Please swap "Quiz Round" for "Practice Round" throughout the entries below and leave everything else unchanged.

(Box-labeled dataset extracts)
######

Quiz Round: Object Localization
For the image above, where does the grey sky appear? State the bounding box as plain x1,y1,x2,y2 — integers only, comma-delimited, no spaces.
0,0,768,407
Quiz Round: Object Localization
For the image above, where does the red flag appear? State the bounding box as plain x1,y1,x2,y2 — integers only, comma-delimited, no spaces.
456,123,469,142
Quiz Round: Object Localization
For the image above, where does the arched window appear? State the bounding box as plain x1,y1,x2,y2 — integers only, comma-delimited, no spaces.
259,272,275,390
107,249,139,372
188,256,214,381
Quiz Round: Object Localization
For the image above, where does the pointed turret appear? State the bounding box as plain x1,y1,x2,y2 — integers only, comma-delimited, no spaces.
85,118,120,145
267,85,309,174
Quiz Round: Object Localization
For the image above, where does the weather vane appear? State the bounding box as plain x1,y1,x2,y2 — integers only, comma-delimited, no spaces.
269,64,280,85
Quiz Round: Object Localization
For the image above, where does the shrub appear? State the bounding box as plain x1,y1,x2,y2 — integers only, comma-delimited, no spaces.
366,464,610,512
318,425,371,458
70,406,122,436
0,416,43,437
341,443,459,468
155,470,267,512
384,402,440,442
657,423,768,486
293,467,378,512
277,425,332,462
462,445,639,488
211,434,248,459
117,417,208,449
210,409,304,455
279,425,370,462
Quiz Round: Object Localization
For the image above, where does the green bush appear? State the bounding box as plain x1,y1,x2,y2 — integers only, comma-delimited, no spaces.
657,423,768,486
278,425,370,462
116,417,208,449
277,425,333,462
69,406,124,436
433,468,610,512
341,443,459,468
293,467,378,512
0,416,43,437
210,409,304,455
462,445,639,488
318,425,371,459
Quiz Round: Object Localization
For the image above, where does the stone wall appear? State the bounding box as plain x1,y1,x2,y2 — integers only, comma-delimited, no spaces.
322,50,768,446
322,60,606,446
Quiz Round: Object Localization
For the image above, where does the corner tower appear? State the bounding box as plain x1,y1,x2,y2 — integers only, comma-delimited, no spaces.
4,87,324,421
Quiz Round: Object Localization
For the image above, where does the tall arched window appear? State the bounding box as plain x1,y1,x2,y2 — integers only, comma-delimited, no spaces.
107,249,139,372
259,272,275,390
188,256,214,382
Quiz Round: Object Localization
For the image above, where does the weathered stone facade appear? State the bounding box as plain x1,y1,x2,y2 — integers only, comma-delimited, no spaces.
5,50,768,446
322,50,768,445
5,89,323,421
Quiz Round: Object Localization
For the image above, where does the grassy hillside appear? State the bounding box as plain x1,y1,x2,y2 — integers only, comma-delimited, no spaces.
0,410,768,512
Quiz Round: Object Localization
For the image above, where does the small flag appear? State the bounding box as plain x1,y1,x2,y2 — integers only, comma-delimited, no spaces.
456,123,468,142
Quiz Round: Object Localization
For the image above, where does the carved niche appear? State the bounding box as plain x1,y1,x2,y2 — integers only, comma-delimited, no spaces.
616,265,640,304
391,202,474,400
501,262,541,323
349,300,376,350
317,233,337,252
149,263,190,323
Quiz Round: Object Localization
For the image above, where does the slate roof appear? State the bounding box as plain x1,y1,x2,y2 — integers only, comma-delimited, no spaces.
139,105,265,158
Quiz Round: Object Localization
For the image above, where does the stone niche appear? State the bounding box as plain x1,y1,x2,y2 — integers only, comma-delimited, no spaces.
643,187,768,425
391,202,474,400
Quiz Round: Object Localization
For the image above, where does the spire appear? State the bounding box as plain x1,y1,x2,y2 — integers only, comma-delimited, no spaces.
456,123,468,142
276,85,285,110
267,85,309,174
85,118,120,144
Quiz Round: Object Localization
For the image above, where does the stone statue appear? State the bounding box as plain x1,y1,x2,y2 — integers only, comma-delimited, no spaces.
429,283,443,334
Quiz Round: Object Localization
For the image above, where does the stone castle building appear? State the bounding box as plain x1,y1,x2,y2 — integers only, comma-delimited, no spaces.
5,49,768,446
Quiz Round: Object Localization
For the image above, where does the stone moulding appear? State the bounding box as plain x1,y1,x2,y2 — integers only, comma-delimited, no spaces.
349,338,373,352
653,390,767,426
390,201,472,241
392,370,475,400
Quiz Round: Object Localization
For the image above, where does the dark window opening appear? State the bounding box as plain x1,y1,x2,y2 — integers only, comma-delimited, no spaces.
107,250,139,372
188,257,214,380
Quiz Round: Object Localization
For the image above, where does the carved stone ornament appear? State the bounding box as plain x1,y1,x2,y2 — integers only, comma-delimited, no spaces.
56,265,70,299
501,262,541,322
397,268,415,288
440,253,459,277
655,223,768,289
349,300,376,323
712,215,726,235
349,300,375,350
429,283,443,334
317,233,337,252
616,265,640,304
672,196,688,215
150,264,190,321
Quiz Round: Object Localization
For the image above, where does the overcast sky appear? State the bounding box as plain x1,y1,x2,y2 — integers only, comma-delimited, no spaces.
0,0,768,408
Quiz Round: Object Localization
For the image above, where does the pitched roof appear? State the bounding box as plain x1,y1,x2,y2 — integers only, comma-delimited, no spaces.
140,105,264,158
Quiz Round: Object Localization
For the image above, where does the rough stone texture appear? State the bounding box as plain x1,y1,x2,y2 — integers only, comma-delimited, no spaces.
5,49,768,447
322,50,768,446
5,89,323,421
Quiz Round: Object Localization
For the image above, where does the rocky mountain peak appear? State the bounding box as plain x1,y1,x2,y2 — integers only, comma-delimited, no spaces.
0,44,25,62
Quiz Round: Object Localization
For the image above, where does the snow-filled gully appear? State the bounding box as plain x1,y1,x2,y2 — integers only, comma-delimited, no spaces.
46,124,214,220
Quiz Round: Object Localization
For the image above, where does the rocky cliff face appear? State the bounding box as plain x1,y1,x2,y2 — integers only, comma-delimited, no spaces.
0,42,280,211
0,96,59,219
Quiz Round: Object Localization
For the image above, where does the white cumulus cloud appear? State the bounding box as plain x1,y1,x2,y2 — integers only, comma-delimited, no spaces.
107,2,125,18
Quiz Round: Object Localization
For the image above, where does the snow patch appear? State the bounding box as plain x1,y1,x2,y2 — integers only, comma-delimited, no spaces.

######

- [COMPLETE OUTPUT]:
Practice Round: Object Localization
For the image above, where does the grey sky appear? State the bounding box as plain x1,y1,x2,y2 — integers only, comma-delimited, no spaces.
0,0,768,407
Practice Round: Object Localization
For the image above, where does the red flag appear? State the bounding box as plain x1,y1,x2,y2 — integers only, comma-delimited, no spaces.
456,123,469,142
Practice Round: Object Localization
For the image above, where does the arched window appear? State the bounding box as plain x1,y1,x2,y2 — integers only, comma-delimited, no spaces.
259,272,275,390
107,249,139,372
188,256,214,381
Practice Round: Object Localization
For the image above, where does the pointed turret appear? State the bounding box as plain x1,y1,x2,y2 — integers only, comma-delimited, no spaces.
85,118,120,145
267,85,309,174
Practice Round: Object Localization
For the image above, where does the weather vane appear? State the bounding box as plain x1,y1,x2,y2 — integers only, comma-delimited, no spaces.
269,64,280,85
Practice Round: Object Localization
For the image above, where does the shrub appear? State the bounding box as plain x1,y1,x2,y2 — integers only, comma-delimited, no spaces.
366,464,610,512
318,425,371,458
70,406,122,436
0,416,43,437
341,443,459,468
155,470,267,512
384,402,440,442
657,423,768,486
293,467,378,512
277,425,332,462
462,445,639,488
211,434,248,459
117,417,208,449
210,409,304,455
279,425,370,462
Practice Round: Object Localization
For the image above, where does the green bush appear? State the bounding box as plain x1,y1,x2,y2 — integers only, comma-delimited, no spaces.
657,423,768,486
278,425,370,462
116,417,208,449
277,425,333,462
69,406,124,436
433,468,610,512
341,443,459,468
293,467,378,512
0,416,43,437
210,409,304,455
462,445,639,488
318,425,371,459
Practice Round: Object Localization
For the image above, where does the stone wall appear? State the bounding box as plain x1,y1,x2,y2 — integers only, comma-delimited, no spaces.
322,50,768,446
322,60,606,446
Practice Round: Object Localization
For the image above, where does the corner tower appear? State the bounding box as plain x1,y1,x2,y2 — integers only, comma-delimited, no spaces.
4,87,324,421
Practice Round: Object Localization
For the image above, where does the tall arched window appear? State the bounding box as plain x1,y1,x2,y2 — integers only, comma-delimited, no spaces.
107,249,139,372
259,272,275,390
188,256,214,382
Practice Round: Object Localization
For the image above, where does the weathered stone facade appear? State the bounding box as plain x1,y1,x2,y2 — integers only, comma-delimited, no spaces.
5,50,768,446
322,50,768,445
5,89,323,421
Practice Round: Object Localization
For the image above, where does the grassy hillside appear? State the bounding box as plain x1,y1,x2,y2 — integers only, comma-delimited, no spaces.
0,410,768,512
Practice Round: Object Localization
For the image above, where does the small flag appear? State the bounding box as plain x1,y1,x2,y2 — integers only, comma-delimited, no spaces.
456,123,468,142
Practice Round: Object Localization
For the image above, where does the carved niche appear? State the bounding box as plain x1,y1,x2,y2 — integers only, comma-delimited, no spaces.
616,265,640,304
391,202,474,400
501,262,541,323
349,300,376,350
317,233,337,252
149,263,190,323
Practice Round: Object Localization
For the image above, where does the slate roof appear? State the bounding box as plain x1,y1,x2,y2 — integers only, comma-delimited, no spaces.
139,105,265,158
Practice Round: Object Localization
For the image above, where does the stone niche appear? State the bounding box as plain x1,y1,x2,y2 — integers only, comma-delimited, no spaces.
643,187,768,425
391,202,474,400
Practice Round: Object Localization
For the image above, where does the spire appear? State the bounding box as plain x1,y1,x2,y2 — integers only, comma-delimited, no spaces.
456,123,468,142
276,85,285,110
267,85,309,174
85,118,120,144
Practice Round: Object Localization
For the image above, where does the stone statue appear? State the bounding box as plain x1,y1,x2,y2 — integers only, comma-delimited, no spaces.
429,283,443,334
Practice Round: Object Localization
For the image above, where does the stone castle building appear? State the bounding box as plain x1,y1,x2,y2 — integers only, comma-delimited, no spaces.
5,49,768,446
Practice Round: Object Localization
For the image above, where does the stone moulding appear? State the bounding box as plain x1,y1,x2,y2 — integers only, comma-delimited, no spaces.
349,338,373,352
653,390,767,426
390,201,472,241
392,370,475,400
Practice Round: Object Localization
For the image above, where does the dark window opening appear? State the bounding box as plain x1,y1,x2,y2 — integers only, comma-delimited, no spaces.
107,250,139,372
188,257,214,380
Practice Round: Object Localization
For the image above, where does the carved stone ornament appear? State the bounding box as plain x1,y1,x2,y2 — integers only, comma-delimited, no spaces.
56,265,70,299
501,262,541,322
397,268,415,288
440,253,459,277
655,223,768,289
349,300,376,323
712,215,726,235
349,300,375,350
429,283,443,334
317,233,337,252
616,265,640,304
672,196,688,215
150,264,190,321
Practice Round: Object Localization
For the image above, where does the overcast sky appear? State the bounding box as plain x1,y1,x2,y2 — integers only, comma-delimited, no spaces.
0,0,768,408
Practice Round: Object Localization
For the image above, where does the pitched roof appear? State the bounding box as plain x1,y1,x2,y2 — integers only, comma-delimited, no spaces.
140,105,264,158
Practice Round: Object Localization
For the image above, where does the rough stone texture appear? State the bounding box as plain x1,y1,x2,y2 — integers only, comma-delimited, no spaces.
5,49,768,447
322,50,768,446
5,89,323,421
Practice Round: Object Localization
For the image above, where does the rocky mountain peak appear? State the bounding box as plain x1,y1,x2,y2 — integers only, comma-delimited, no spaces.
0,44,25,62
Practice Round: Object Localization
For the image above, where does the snow-filled gully appear? State the bounding box as plain x1,y1,x2,y2 — integers only, comma-delimited, no spaces.
46,124,214,220
Practice Round: Object Localization
For the image above, where does the rocky cliff face appear? State the bounding box as plain x1,y1,x2,y2 — integers only, comma-delimited, no spaces.
0,42,280,211
0,96,59,219
Practice Round: Object Localization
For the image above, where does the white cumulus cloud appear? State the bounding box as plain x1,y1,x2,y2 — integers only, comma-delimited, no spaces.
107,2,125,18
Practice Round: Object Localization
For the image above, where does the snow patch appear? State the bounding box as plain x1,y1,x2,y2 — integers only, comma-delimited, no spaces.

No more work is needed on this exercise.